**WORK TO BE COMPLETED**
Look for "For the evaluation set, indicate each instance of the coat" in the listing below, then copy exactly the line it appears in and all lines after it to the end, and nothing more.

**DATA ENTRIES**
* Start *

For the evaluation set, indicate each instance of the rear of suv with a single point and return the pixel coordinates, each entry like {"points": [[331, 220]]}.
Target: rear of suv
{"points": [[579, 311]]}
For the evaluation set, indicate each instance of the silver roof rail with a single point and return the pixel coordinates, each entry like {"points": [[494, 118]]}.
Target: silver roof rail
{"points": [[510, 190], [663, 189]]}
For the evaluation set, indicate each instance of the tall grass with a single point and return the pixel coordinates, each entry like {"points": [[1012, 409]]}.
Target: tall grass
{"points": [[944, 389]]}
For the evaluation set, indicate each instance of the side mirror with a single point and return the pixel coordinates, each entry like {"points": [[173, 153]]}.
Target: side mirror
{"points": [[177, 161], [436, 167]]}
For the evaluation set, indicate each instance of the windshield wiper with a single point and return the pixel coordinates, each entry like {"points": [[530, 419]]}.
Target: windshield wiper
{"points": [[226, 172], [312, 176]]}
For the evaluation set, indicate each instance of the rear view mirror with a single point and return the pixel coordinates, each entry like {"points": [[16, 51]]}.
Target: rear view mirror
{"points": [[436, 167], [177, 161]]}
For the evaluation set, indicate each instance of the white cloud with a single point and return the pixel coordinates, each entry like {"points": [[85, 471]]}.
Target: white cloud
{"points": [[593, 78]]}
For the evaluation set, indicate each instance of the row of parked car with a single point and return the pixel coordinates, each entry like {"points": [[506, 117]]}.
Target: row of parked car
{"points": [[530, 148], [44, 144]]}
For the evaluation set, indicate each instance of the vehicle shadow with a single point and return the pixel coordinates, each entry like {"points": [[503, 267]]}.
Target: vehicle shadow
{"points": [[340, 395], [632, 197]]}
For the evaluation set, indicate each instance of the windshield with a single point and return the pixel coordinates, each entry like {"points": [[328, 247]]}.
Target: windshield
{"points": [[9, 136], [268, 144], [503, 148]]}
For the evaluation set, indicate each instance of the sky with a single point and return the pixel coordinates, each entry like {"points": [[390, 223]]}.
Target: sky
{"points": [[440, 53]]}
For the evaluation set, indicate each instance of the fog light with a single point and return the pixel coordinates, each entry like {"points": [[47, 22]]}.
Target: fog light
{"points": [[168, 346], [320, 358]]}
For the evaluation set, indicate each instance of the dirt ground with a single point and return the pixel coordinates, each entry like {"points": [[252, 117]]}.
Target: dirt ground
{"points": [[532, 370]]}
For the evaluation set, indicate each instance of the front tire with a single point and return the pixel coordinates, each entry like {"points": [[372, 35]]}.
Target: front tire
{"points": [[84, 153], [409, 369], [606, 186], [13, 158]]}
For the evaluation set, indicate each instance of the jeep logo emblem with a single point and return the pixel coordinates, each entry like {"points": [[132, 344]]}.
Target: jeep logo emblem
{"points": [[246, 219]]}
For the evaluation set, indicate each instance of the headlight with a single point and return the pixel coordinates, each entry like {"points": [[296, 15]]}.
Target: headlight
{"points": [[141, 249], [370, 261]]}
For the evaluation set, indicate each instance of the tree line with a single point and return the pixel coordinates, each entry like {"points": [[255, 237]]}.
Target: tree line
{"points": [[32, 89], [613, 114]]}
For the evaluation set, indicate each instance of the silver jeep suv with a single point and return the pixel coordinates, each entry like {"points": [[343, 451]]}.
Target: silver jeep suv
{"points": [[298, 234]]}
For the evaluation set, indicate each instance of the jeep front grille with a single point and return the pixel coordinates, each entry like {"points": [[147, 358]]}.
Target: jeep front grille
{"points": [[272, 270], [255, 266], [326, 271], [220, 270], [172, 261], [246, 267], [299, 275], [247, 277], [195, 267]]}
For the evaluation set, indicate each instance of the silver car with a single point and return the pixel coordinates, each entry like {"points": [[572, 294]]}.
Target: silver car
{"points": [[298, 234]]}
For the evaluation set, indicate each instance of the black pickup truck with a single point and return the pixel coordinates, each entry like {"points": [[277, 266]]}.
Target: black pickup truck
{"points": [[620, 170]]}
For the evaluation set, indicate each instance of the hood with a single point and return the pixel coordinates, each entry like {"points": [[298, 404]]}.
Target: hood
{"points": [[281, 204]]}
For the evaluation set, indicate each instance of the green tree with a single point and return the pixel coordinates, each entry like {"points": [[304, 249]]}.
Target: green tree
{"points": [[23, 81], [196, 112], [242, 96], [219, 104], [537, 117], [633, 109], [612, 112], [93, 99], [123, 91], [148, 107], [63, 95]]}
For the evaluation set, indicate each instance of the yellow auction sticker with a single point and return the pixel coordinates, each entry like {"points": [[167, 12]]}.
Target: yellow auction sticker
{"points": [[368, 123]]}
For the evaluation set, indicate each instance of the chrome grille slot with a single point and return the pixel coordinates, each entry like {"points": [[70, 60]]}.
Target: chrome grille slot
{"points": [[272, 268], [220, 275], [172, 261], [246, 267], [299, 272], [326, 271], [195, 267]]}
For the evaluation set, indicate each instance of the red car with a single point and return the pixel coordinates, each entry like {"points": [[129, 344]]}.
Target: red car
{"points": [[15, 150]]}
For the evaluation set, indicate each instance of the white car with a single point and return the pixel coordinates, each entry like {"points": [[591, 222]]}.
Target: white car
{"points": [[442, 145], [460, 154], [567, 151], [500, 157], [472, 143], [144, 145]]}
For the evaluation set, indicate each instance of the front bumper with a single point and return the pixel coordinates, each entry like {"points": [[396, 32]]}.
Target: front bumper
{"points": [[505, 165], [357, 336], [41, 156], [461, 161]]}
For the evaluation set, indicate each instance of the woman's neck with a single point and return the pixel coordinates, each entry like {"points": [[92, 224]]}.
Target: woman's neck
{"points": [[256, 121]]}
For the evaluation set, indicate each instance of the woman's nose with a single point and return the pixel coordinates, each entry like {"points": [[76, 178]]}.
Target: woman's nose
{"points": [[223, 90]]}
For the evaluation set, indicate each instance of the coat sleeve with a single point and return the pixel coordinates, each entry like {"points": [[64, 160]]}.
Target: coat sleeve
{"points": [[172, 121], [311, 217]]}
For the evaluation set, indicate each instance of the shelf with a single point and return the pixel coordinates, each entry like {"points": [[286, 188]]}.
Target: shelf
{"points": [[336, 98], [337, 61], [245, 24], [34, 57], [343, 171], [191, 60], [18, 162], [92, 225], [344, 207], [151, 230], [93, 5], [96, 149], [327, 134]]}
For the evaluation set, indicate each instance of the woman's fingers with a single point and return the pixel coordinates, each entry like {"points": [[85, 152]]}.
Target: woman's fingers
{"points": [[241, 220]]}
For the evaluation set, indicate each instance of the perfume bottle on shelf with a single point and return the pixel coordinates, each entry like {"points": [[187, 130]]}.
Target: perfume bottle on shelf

* End *

**RESULT**
For the evaluation set, indicate each instance of the coat sleeve with a single point and return the pixel coordinates, each entry like {"points": [[64, 160]]}.
Target: coat sleeve
{"points": [[172, 121], [311, 217]]}
For the evaluation set, indicate each instance of the shelf with a single point and return the pixel coordinates, each entry like {"points": [[286, 188]]}.
Target: shelf
{"points": [[336, 98], [337, 61], [245, 24], [34, 57], [343, 171], [191, 60], [18, 162], [92, 225], [344, 207], [151, 230], [93, 5], [96, 149], [327, 134]]}
For the evaluation set, indicate each instance of the woman's fingers with a single point and return the pixel coordinates, each entry like {"points": [[85, 152]]}.
Target: woman's fingers
{"points": [[241, 220]]}
For the evaluation set, indicate each instance of the perfume bottle on shelf with a single point and return the pixel coordinates, each entry like {"points": [[187, 130]]}.
Target: perfume bottle on shelf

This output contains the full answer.